Return these lines exactly, but leave the pictures out.

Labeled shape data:
# # # # #
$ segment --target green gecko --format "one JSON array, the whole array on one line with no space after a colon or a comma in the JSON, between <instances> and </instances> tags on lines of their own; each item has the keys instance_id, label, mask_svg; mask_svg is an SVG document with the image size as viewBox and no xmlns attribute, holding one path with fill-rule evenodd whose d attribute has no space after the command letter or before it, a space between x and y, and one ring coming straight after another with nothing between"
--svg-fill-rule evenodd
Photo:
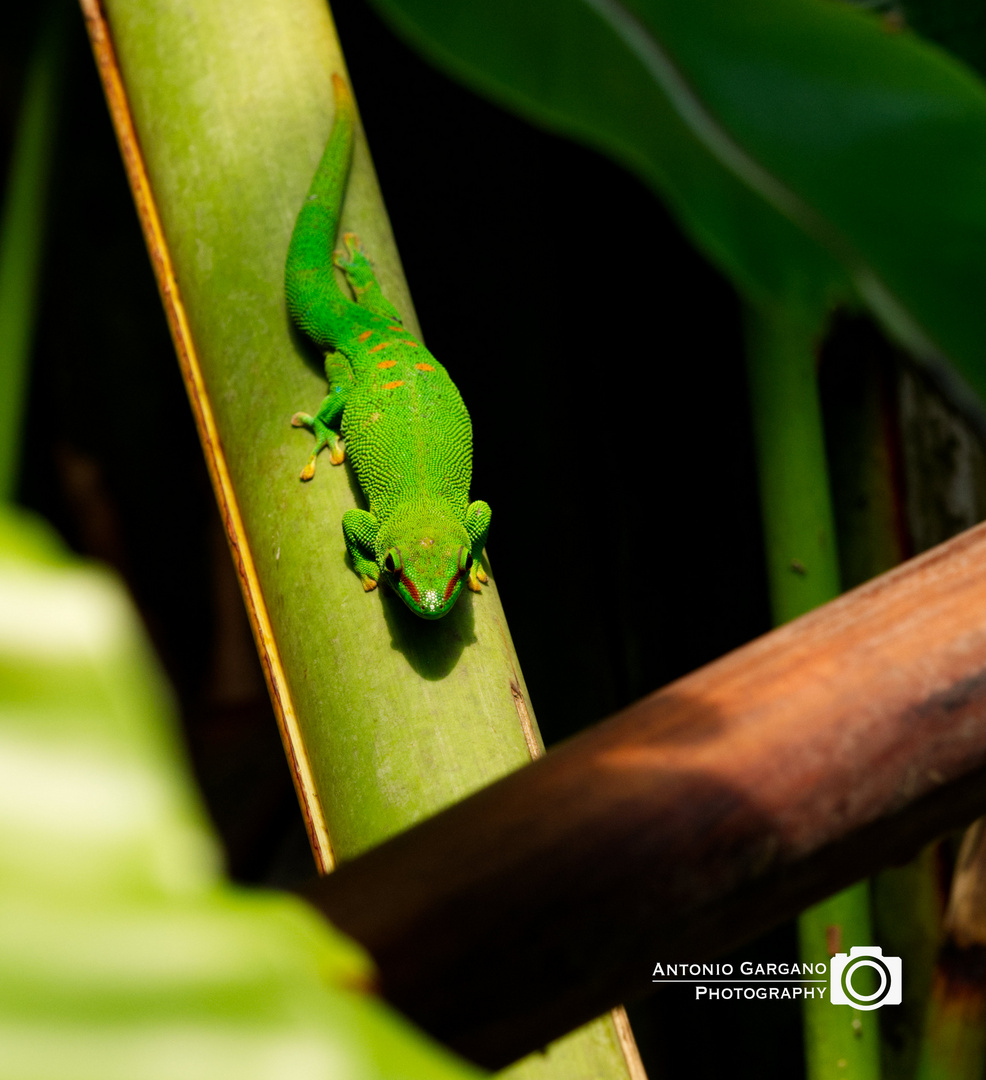
<instances>
[{"instance_id":1,"label":"green gecko","mask_svg":"<svg viewBox=\"0 0 986 1080\"><path fill-rule=\"evenodd\" d=\"M463 581L487 580L480 565L490 510L469 501L472 423L445 368L401 325L359 239L332 253L352 160L355 106L333 76L336 113L328 144L301 206L287 251L284 289L298 327L325 350L328 394L314 416L292 423L315 436L301 480L328 447L346 455L368 510L348 510L342 535L369 592L387 581L416 615L441 619ZM336 283L346 275L355 302ZM342 443L345 442L345 449Z\"/></svg>"}]
</instances>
# # # # #
Written answer
$ segment --target green gecko --format "one JSON array, the whole array on one line with no space after a colon or a comma in the JSON, between <instances> and </instances> tags on lines of their own; each item has the keys instance_id, label, mask_svg; mask_svg is an SVG document with the image size as viewBox and no xmlns attribute, holding one path with fill-rule evenodd whose d attribute has no space after the command letter or before it, a space between x and y, and one ring coming straight after another with nothing between"
--svg-fill-rule evenodd
Photo:
<instances>
[{"instance_id":1,"label":"green gecko","mask_svg":"<svg viewBox=\"0 0 986 1080\"><path fill-rule=\"evenodd\" d=\"M463 581L487 580L480 565L490 510L469 501L472 423L445 368L401 325L359 239L332 253L352 160L355 106L333 76L336 113L328 144L301 206L287 251L284 289L298 327L325 350L328 394L314 416L292 423L315 436L301 480L328 447L346 455L368 510L348 510L342 535L369 592L387 581L416 615L441 619ZM336 283L346 275L355 302ZM342 443L345 442L345 449Z\"/></svg>"}]
</instances>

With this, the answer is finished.